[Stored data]
====================
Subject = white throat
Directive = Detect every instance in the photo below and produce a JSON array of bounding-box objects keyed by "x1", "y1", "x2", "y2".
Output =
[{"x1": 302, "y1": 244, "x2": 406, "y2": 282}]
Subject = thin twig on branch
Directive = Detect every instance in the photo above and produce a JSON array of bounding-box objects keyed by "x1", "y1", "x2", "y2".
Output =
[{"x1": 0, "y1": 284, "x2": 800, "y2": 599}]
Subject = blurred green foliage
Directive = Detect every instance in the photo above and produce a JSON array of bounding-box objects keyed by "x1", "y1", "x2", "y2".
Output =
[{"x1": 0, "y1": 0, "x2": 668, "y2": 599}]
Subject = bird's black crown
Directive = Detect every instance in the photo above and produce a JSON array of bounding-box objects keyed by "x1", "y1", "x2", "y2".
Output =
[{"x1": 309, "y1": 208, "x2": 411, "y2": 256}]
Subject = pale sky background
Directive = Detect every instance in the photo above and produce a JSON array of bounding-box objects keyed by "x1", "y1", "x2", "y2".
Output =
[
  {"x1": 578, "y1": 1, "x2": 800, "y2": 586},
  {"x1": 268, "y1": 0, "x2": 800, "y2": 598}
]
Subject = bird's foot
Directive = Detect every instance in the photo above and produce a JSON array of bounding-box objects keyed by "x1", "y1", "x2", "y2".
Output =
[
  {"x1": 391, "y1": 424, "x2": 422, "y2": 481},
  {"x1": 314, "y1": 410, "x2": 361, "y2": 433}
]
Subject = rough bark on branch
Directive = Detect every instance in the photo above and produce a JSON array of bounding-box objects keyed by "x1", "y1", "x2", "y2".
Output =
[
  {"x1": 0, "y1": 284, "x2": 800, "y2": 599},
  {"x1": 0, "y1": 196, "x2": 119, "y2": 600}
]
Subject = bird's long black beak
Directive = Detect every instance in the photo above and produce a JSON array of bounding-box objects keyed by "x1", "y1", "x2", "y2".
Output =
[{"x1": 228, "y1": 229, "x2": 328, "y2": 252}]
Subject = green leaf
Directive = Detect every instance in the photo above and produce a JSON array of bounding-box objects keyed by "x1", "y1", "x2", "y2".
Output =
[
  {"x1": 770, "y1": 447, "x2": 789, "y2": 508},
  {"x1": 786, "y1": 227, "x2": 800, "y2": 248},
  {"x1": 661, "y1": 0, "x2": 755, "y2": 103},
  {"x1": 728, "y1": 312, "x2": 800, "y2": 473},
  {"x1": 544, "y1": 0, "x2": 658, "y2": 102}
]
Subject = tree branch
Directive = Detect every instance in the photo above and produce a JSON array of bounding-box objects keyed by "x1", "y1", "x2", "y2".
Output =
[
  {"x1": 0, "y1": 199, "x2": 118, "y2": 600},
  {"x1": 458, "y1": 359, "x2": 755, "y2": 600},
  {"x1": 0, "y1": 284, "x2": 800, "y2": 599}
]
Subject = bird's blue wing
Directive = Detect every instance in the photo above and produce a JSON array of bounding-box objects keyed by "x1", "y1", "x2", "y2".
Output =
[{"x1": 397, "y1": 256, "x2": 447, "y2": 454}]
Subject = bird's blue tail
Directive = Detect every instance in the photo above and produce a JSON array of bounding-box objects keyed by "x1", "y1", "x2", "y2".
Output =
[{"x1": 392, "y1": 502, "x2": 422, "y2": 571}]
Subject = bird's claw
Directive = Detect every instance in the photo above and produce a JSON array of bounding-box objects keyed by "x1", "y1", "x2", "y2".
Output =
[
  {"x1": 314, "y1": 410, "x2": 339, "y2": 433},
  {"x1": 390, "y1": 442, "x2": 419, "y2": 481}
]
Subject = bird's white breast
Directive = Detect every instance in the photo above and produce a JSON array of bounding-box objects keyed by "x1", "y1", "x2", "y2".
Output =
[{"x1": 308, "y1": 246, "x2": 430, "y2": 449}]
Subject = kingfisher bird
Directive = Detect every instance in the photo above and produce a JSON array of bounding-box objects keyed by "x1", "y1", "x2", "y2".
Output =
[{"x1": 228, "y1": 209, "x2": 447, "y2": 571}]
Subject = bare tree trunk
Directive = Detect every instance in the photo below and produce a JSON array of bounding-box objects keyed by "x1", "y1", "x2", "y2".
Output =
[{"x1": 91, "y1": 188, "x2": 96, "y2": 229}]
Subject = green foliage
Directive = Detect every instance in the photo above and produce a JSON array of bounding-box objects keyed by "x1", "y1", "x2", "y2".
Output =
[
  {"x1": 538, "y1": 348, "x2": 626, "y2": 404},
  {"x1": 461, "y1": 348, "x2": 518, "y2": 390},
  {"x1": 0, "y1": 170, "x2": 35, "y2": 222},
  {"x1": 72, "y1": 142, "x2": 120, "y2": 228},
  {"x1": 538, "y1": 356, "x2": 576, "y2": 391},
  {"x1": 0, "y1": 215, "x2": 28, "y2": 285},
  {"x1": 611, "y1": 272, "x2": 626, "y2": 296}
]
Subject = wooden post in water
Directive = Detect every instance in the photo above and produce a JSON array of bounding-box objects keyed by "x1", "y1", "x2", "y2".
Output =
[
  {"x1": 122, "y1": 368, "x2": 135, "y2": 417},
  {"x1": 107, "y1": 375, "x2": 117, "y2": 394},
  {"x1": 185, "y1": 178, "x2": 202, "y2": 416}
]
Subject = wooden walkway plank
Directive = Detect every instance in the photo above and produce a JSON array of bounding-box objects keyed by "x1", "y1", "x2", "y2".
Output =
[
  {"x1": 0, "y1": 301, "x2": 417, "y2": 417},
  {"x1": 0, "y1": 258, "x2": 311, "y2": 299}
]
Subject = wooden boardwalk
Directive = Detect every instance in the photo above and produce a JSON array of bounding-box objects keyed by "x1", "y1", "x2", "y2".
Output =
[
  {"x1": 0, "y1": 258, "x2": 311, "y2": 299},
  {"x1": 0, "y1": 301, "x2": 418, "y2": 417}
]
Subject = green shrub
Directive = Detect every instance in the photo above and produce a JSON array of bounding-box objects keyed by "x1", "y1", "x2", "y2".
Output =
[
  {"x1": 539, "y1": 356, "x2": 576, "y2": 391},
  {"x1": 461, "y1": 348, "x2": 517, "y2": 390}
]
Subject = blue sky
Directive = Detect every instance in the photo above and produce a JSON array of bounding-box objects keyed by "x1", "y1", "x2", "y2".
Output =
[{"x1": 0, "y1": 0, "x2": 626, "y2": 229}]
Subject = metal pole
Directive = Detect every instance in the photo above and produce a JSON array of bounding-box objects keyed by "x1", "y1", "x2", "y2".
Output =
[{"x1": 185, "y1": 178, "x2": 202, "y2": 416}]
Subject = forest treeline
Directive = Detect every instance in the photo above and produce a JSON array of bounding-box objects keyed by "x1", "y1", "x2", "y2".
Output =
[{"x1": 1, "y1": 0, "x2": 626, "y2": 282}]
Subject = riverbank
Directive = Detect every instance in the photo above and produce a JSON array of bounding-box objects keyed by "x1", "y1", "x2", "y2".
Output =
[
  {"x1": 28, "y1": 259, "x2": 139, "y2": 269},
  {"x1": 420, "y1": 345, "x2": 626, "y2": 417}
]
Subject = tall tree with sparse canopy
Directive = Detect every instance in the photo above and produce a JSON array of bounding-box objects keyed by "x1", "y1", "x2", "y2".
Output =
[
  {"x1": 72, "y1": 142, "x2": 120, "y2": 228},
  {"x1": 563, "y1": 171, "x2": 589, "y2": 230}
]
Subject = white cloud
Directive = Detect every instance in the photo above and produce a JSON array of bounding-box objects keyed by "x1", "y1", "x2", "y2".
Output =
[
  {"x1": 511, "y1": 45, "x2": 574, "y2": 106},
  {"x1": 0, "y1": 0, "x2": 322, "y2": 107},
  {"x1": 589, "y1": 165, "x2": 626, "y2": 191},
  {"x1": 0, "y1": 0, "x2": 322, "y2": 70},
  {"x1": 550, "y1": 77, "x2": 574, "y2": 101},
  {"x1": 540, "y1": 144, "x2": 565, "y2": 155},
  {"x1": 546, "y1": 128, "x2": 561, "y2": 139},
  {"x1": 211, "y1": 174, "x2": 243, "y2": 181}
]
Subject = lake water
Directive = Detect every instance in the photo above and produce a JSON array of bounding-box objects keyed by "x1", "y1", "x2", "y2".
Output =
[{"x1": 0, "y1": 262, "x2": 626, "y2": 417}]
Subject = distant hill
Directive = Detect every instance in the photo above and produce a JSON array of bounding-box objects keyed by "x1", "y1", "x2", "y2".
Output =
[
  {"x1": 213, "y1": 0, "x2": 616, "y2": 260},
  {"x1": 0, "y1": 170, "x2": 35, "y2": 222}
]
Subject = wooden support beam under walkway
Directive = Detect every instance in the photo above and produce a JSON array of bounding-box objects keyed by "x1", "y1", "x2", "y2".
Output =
====================
◆ **Exercise aim**
Collect every line of the stored data above that contains the string "green". Matching is case-sensitive.

◆ **Solved exercise**
Subject = blurred green foliage
Subject = green leaf
Subject = green foliage
Subject = green shrub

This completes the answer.